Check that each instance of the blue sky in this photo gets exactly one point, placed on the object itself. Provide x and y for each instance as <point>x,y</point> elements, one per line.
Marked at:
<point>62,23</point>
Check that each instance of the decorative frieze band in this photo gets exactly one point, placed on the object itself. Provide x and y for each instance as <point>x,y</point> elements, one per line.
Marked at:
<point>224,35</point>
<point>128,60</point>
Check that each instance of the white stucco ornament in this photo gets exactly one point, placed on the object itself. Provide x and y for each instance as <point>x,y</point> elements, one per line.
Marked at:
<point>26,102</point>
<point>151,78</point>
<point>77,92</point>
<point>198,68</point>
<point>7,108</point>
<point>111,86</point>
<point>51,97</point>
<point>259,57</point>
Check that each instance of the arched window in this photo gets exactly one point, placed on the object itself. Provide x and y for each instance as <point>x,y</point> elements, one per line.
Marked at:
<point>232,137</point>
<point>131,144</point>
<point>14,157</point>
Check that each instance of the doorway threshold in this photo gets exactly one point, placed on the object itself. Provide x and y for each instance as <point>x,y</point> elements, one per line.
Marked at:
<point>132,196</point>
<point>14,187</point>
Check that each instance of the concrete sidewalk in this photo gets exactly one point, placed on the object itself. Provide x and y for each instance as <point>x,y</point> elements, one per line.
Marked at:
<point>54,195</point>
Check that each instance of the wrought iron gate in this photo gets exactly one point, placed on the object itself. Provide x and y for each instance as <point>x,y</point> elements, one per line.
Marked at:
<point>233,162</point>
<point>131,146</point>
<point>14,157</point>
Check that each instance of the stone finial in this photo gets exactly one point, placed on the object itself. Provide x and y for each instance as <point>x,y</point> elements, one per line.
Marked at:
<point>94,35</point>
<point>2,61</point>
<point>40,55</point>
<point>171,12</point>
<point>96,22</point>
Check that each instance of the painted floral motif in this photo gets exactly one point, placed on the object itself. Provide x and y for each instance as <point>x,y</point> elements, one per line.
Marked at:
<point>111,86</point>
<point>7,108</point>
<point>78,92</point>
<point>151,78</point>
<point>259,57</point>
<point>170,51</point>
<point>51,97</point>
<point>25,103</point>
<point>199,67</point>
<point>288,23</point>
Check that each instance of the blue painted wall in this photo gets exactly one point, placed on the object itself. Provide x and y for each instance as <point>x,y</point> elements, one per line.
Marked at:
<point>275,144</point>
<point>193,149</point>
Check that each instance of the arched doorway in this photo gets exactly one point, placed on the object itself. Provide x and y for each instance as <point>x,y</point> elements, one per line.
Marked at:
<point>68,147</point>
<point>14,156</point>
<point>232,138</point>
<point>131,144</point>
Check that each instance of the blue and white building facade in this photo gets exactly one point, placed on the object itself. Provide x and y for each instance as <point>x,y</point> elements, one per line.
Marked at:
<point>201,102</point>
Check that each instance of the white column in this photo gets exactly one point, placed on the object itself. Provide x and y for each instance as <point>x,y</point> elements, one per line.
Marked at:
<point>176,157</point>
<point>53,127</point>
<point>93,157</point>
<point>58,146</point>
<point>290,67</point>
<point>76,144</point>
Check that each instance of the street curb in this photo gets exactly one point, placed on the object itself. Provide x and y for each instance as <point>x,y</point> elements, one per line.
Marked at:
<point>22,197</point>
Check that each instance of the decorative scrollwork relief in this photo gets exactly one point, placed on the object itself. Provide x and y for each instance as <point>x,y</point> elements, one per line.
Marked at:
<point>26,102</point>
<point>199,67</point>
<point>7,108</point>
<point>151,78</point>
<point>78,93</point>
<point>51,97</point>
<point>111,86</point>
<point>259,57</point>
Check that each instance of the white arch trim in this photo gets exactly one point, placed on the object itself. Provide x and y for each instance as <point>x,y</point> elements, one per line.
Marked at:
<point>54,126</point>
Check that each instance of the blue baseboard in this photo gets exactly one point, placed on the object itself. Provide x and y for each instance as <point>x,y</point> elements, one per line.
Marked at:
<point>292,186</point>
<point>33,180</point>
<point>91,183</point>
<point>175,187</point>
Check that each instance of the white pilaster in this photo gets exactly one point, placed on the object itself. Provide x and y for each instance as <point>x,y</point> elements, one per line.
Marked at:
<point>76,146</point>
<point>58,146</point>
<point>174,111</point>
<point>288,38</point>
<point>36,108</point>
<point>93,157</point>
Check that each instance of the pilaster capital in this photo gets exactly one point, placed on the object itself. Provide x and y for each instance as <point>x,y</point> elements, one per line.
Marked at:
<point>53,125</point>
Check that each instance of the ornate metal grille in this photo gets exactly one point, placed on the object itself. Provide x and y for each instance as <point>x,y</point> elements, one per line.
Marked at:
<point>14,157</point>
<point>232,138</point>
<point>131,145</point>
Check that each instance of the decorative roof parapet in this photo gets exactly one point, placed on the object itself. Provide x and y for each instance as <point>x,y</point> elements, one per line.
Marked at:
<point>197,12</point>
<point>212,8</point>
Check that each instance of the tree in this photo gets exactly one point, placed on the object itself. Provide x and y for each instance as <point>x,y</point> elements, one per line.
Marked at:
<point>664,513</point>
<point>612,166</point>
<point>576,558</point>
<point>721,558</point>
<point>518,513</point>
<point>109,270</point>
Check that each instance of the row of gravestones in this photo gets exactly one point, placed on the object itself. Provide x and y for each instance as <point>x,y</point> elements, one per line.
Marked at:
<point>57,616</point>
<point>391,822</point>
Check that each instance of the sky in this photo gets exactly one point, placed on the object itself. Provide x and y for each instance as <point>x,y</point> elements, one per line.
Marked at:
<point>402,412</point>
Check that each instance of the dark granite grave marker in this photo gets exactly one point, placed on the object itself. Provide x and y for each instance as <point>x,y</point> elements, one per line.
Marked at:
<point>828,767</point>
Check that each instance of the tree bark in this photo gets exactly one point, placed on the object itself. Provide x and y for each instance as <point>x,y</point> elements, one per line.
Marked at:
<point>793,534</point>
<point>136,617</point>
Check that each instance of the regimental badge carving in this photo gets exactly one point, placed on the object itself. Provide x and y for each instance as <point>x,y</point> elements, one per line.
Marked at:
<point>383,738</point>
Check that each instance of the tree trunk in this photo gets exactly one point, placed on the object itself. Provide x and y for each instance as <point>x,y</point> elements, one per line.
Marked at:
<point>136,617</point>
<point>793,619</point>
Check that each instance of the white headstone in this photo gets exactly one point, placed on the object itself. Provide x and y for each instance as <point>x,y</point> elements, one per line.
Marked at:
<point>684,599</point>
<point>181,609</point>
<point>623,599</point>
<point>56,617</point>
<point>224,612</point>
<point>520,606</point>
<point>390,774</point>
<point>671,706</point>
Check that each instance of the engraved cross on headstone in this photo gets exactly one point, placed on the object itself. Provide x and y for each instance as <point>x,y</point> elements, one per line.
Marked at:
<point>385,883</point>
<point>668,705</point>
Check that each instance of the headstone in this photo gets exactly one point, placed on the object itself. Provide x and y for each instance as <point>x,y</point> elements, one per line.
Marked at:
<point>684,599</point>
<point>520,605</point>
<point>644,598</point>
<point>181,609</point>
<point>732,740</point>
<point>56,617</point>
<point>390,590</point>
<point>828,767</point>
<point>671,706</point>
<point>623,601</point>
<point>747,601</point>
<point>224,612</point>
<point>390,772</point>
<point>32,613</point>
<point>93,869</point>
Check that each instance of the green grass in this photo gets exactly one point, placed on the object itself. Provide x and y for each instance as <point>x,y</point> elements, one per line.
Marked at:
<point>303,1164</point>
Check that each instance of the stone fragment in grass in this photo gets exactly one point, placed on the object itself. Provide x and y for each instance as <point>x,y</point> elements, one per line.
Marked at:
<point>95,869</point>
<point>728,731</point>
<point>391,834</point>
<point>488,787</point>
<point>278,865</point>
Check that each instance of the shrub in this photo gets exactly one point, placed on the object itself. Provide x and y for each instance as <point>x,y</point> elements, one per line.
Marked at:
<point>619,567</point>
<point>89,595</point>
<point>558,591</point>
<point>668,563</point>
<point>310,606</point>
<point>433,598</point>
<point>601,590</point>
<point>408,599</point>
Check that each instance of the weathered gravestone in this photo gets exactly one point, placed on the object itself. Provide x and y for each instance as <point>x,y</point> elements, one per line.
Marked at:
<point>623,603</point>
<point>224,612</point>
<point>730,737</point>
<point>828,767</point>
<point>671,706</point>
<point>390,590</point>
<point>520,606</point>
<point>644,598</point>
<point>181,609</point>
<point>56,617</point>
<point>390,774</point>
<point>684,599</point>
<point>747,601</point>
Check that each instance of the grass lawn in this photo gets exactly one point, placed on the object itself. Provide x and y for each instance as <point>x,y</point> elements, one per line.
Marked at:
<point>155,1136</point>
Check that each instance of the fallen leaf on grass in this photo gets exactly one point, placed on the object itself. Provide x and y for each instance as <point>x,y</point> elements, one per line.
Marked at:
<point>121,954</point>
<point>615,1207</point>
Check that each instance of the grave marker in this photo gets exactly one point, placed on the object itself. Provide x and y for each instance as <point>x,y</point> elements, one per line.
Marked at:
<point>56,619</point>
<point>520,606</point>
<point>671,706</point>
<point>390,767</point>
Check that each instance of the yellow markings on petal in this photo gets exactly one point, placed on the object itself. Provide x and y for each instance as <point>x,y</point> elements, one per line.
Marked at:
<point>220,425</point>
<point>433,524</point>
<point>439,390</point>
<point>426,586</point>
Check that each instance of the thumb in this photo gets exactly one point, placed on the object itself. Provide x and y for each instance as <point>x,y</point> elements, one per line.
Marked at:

- _What to do_: Format the data from the start through the line containing "<point>128,60</point>" as a two-column CSV with the headers instruction and points. Each row should pair an instruction with the points marked for it, with both fields in double quotes and line breaks replaced by spaces.

- _Response to this exercise_:
instruction,points
"Check that each instance of the blue sky in this photo gets exactly one point, placed on the object itself. Provide x and y for each instance as <point>x,y</point> elements, one per line. Marked at:","<point>62,23</point>"
"Check that each instance of the decorative frieze band in this photo gets exactly one point, placed on the object itself. Provide x and y for each instance as <point>x,y</point> elements, one per line. Marked at:","<point>224,35</point> <point>128,60</point>"